Scan the material for the word "below", and copy each line where it shows up.

[Data supplied]

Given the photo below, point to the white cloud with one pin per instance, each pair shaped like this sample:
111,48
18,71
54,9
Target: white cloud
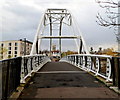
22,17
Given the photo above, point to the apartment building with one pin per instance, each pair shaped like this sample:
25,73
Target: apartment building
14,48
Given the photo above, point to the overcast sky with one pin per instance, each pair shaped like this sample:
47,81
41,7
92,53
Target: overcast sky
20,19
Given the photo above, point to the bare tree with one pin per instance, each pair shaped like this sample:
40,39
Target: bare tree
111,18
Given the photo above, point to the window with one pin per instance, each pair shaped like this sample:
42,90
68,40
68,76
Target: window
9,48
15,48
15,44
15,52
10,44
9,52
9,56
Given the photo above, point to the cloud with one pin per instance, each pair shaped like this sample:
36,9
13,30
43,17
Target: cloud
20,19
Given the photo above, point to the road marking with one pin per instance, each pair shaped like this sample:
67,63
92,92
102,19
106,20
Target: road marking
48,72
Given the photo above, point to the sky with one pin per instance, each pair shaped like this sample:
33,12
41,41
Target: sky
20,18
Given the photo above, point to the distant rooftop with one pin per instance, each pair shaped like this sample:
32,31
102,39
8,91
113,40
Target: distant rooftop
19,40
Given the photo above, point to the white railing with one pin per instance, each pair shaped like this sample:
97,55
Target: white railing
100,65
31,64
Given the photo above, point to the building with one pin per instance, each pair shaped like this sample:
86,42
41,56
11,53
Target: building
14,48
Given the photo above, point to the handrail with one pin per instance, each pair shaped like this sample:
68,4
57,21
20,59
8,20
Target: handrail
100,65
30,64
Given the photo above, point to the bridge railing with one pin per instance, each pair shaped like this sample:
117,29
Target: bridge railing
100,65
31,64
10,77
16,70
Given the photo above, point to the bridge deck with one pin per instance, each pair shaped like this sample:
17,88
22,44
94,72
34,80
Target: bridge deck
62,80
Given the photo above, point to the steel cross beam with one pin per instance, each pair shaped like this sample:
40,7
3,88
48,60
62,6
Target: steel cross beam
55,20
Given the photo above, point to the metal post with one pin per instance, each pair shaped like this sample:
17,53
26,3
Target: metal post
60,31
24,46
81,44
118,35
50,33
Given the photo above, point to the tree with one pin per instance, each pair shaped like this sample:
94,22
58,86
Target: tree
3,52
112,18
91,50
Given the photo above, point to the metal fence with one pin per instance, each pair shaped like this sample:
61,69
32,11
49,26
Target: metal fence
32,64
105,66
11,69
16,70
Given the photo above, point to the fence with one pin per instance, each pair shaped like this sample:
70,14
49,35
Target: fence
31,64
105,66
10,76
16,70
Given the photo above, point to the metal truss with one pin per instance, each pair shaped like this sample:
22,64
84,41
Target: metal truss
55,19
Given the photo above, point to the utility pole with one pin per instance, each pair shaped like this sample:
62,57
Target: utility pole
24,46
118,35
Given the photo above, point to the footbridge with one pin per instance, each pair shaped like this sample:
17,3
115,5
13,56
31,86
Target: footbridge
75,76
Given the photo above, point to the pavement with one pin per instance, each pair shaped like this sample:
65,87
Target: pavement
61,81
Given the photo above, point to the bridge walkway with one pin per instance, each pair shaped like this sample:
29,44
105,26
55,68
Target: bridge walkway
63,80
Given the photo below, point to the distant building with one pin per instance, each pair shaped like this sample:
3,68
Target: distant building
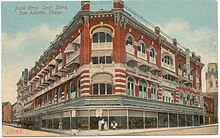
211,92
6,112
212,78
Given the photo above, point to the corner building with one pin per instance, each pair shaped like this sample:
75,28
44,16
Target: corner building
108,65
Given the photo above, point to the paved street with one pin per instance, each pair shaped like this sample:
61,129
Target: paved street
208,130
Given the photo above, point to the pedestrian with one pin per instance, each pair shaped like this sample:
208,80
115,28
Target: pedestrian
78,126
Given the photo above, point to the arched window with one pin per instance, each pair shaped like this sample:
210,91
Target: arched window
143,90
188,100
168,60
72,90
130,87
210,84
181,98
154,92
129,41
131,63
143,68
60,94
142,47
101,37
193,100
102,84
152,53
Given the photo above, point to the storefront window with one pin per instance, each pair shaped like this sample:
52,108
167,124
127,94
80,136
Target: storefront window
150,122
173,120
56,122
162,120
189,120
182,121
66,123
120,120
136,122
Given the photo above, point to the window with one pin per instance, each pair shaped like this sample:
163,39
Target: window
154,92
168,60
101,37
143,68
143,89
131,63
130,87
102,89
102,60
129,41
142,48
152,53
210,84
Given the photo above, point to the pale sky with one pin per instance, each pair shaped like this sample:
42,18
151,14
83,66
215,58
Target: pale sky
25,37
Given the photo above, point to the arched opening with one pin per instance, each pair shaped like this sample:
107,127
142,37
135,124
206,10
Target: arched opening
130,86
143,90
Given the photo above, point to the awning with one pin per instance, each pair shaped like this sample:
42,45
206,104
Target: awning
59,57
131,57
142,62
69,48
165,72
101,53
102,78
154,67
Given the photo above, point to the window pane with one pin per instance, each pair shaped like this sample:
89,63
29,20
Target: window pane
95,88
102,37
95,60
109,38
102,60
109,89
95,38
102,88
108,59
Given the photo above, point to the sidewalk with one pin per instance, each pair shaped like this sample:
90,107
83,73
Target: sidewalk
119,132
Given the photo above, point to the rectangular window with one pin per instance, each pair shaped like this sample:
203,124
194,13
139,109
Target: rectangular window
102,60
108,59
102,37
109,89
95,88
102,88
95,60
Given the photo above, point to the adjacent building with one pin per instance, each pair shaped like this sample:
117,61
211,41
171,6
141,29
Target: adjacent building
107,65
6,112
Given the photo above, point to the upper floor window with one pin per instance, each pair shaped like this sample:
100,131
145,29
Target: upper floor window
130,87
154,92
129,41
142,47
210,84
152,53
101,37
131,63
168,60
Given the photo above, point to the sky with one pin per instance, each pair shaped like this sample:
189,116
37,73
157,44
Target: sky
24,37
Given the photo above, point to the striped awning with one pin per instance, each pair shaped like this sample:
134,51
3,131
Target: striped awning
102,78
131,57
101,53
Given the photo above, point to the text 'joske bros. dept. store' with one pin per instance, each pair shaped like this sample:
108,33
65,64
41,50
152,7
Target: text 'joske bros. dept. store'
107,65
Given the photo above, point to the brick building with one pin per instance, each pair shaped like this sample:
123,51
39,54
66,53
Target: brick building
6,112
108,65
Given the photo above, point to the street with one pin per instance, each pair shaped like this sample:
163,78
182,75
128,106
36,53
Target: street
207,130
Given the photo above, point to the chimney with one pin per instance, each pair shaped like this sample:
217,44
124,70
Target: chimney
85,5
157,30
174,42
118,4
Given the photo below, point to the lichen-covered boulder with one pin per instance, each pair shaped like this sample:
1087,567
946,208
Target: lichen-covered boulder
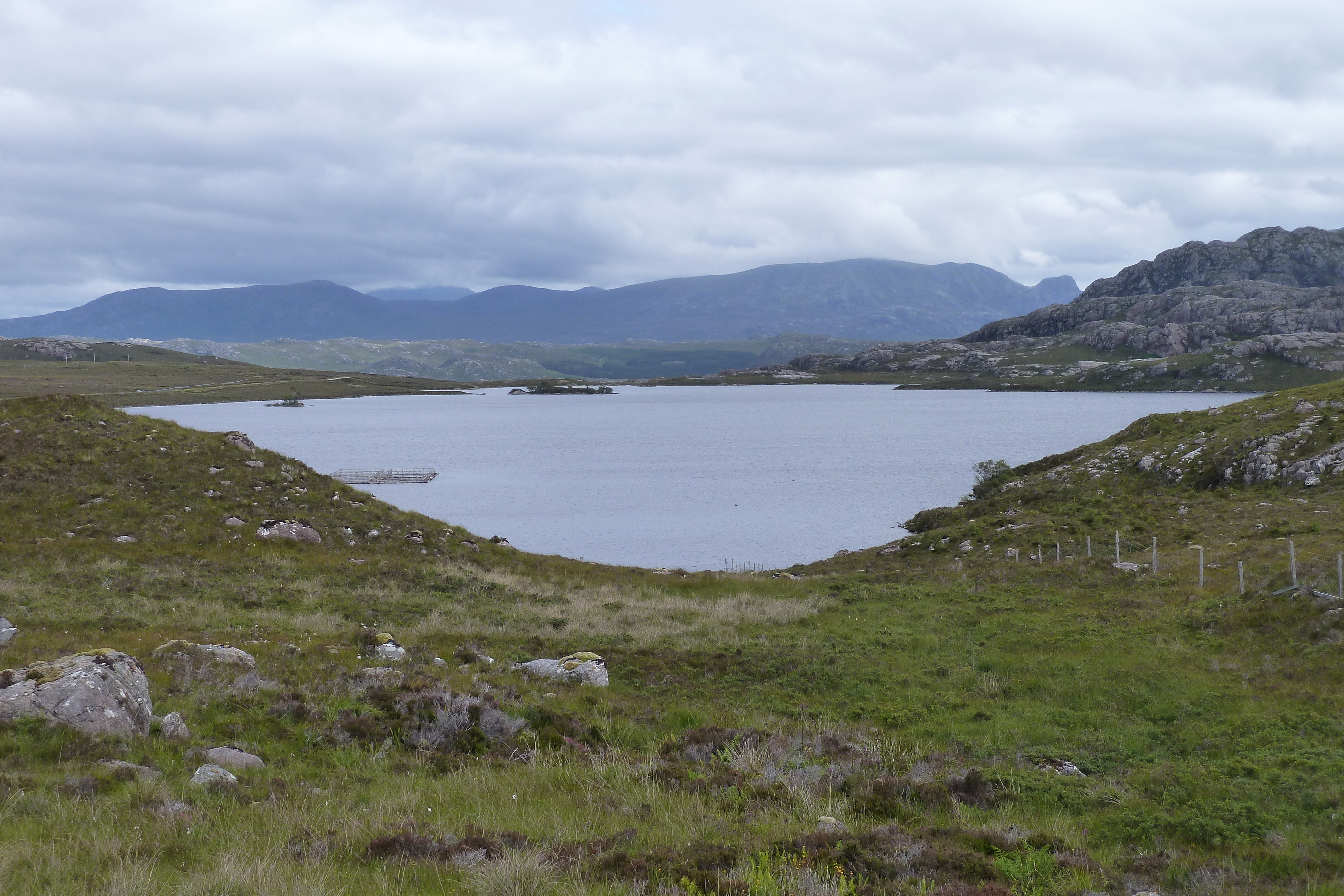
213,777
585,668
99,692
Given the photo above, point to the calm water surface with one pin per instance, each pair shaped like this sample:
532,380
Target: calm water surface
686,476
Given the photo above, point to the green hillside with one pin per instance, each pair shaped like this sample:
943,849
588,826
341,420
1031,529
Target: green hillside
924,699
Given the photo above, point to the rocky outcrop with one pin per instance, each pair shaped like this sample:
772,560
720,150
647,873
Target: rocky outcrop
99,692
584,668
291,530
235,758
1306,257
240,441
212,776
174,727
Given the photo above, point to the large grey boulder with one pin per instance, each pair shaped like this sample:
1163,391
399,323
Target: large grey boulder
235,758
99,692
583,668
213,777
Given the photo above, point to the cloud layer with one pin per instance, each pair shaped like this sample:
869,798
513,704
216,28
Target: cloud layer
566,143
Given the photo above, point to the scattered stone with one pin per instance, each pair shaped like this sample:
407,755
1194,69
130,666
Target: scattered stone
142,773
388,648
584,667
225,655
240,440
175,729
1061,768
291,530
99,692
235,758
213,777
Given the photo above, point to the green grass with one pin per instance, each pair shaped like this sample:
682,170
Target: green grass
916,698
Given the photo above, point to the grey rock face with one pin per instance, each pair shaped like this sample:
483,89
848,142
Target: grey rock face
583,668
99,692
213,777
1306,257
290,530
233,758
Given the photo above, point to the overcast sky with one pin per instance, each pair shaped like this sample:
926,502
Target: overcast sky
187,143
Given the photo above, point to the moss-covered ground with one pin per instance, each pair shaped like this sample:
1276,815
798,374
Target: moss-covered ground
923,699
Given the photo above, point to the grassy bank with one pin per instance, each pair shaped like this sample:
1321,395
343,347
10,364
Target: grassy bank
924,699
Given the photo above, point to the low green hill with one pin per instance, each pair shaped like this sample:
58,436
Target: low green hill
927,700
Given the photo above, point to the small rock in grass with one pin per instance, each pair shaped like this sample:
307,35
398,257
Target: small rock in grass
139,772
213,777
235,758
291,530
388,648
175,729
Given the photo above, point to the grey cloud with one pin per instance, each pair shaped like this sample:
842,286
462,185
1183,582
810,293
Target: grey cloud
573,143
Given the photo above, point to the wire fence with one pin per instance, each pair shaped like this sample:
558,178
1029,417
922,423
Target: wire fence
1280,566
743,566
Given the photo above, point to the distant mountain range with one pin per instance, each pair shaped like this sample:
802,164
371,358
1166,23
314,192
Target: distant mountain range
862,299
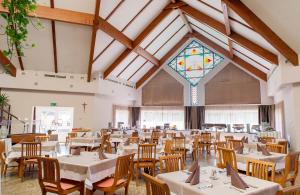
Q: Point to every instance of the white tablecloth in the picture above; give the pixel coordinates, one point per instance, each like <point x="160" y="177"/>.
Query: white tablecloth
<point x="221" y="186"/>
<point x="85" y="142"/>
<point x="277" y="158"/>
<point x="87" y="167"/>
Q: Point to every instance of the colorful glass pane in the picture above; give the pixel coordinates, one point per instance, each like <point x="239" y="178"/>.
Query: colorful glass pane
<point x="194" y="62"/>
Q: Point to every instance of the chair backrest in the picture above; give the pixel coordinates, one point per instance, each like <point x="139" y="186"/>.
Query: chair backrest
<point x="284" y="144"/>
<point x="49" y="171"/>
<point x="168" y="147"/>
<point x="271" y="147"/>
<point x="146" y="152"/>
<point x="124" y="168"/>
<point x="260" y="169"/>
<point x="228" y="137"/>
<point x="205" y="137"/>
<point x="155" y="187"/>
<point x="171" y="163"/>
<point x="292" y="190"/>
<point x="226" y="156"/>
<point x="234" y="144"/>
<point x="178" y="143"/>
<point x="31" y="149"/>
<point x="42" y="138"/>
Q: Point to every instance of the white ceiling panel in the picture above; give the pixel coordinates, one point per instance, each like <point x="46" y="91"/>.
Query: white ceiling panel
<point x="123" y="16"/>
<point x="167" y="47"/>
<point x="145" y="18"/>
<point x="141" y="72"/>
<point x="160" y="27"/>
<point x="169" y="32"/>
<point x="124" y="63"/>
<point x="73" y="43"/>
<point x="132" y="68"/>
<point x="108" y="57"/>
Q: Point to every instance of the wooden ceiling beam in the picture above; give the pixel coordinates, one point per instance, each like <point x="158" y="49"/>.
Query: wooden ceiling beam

[/Data supplied]

**Reply:**
Given the photo below, point to the white cloud with one pin per instance, each pair shaped like this sample:
Given the photo below, point to the distant building with one pin per instance, each pair shaped like this sample:
Given the photo below, point to the lichen-covered boulder with one pin per instance, each pair shaped like this sample:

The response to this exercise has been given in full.